What you will do
Beginning at the line that includes "orange lit window.", return each line exactly through the end of the listing, and no line before it.

Data records
>>>>

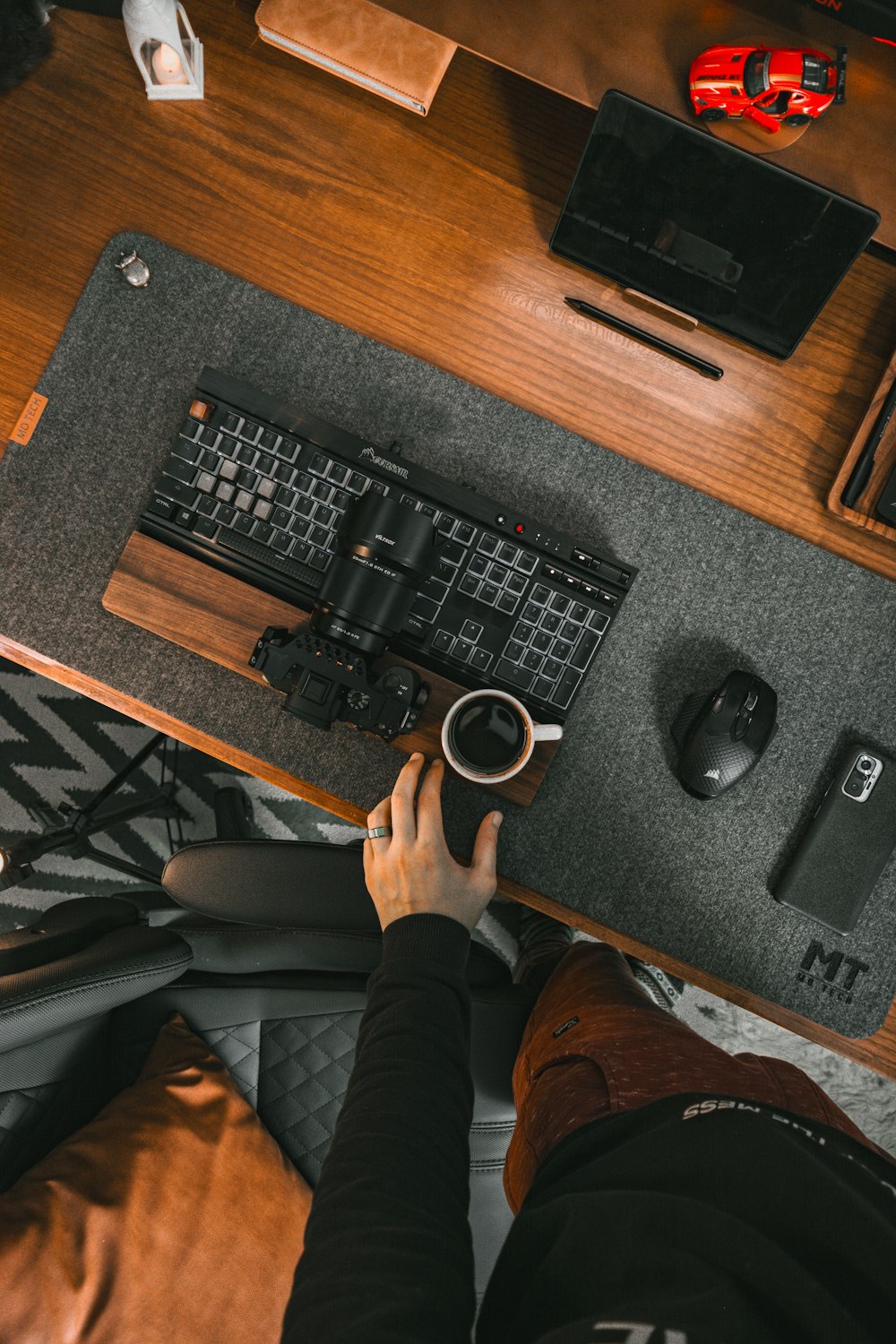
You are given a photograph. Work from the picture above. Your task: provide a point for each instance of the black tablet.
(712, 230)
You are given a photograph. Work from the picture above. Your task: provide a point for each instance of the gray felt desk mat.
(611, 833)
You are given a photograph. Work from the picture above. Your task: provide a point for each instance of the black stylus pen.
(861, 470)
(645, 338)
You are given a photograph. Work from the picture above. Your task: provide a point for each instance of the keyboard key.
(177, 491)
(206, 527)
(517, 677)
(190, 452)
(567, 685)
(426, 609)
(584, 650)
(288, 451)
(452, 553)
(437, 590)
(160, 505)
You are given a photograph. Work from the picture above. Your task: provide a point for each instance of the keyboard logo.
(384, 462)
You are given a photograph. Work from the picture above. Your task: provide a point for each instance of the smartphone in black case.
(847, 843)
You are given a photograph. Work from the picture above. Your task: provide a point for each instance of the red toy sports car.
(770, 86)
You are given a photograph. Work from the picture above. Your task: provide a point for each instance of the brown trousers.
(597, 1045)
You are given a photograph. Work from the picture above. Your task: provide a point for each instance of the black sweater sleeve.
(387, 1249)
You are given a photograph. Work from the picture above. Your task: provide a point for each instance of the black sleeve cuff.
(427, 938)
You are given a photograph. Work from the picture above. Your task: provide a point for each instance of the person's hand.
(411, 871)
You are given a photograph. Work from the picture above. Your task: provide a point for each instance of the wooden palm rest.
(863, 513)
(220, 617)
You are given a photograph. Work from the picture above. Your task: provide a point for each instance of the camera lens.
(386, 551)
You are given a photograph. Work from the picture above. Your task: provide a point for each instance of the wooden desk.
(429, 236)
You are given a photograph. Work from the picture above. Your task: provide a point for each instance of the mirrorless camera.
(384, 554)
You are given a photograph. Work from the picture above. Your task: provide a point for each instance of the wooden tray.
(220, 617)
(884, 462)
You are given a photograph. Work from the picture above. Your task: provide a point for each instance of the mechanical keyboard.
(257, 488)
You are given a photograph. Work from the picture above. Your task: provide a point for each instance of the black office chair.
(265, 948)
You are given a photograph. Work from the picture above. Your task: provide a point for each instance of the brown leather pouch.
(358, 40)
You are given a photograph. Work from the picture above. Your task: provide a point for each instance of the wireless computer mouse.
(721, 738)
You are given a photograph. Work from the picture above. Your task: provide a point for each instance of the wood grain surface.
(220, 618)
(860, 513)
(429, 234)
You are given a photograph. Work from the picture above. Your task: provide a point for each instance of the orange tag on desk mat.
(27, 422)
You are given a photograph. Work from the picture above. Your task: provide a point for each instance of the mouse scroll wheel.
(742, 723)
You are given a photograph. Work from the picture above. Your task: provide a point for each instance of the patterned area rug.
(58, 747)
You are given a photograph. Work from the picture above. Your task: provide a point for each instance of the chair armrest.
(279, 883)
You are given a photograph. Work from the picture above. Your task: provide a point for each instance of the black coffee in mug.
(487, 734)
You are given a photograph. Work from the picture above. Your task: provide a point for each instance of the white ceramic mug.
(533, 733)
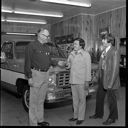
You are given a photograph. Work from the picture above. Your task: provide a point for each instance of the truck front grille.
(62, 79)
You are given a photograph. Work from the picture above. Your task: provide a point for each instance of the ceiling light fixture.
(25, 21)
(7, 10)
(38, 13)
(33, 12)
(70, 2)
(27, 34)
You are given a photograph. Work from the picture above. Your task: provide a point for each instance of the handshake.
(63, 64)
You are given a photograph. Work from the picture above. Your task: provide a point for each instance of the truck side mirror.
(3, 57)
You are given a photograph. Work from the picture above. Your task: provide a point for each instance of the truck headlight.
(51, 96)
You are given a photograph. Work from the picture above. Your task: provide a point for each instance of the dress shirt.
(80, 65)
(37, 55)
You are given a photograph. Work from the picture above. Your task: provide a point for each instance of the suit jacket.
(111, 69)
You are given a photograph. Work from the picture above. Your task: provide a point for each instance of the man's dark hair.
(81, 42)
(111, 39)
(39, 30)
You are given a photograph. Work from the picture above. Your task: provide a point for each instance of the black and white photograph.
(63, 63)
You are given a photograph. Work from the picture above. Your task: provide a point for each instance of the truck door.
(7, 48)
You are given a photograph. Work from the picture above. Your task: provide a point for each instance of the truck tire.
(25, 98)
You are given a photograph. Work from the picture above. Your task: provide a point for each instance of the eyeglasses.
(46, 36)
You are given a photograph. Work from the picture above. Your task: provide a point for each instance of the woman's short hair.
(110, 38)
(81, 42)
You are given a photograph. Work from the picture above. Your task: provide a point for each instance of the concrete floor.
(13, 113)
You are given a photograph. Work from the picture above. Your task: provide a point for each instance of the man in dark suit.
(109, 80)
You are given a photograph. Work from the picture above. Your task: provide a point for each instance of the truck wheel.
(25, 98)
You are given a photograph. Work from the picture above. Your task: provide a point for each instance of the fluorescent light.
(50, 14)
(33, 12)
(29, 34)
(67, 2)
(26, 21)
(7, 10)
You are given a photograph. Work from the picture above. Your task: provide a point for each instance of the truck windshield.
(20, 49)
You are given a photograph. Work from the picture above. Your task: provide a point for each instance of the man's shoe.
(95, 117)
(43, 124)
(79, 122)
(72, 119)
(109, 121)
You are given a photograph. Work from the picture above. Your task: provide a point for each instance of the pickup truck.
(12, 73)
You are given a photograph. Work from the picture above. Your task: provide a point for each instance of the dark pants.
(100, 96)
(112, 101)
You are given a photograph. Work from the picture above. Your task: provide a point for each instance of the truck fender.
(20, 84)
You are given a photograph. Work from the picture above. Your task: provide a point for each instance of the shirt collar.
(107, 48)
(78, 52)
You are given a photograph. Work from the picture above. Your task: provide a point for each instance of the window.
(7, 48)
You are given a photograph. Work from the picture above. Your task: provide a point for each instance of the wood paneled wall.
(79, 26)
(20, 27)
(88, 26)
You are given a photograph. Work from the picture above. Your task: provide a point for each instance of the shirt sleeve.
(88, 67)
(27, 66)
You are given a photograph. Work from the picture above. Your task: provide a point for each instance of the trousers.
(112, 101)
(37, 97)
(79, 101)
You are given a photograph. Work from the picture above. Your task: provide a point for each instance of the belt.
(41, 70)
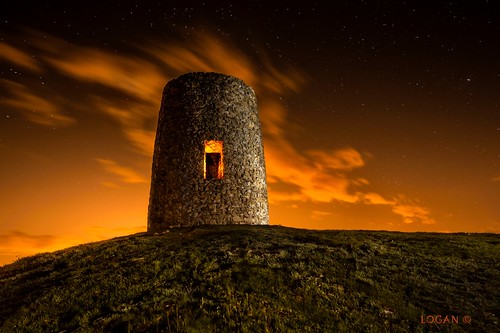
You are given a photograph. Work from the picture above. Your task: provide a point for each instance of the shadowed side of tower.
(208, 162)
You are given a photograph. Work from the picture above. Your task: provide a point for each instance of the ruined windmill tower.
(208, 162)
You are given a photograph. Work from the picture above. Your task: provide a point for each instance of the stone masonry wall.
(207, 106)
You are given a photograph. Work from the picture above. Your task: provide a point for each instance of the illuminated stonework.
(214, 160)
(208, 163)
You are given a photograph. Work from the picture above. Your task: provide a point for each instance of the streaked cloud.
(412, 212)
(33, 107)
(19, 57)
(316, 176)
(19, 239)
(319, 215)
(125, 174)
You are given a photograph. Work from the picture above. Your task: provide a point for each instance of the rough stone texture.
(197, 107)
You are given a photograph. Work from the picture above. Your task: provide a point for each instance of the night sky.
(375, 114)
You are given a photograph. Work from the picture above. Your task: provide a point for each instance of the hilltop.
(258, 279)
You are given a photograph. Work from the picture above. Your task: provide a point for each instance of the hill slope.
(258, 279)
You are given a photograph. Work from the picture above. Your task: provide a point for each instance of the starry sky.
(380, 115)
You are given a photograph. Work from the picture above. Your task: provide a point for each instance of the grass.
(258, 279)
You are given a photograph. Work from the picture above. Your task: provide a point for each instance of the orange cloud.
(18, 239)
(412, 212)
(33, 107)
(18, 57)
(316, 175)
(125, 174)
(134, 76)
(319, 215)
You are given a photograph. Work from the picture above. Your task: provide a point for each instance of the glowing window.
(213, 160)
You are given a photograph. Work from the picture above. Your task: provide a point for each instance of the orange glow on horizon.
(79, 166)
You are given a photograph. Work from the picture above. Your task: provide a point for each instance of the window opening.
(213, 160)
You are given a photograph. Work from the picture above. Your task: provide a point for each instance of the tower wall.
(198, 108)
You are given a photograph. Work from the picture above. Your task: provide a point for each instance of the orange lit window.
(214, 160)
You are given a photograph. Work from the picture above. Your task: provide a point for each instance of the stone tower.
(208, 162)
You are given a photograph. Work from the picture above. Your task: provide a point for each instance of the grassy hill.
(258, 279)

<<<<

Problem solution
You are given a photograph. Work from the picture above. Your task: provide a point for each instance of the orange lit window.
(214, 160)
You are given a photograph. Work from the picture above. Your task: provide a point for each instance of the stone tower.
(208, 162)
You are given a photograph. Work from the picture above. Your task: provide a point for each instance of the grassy hill.
(258, 279)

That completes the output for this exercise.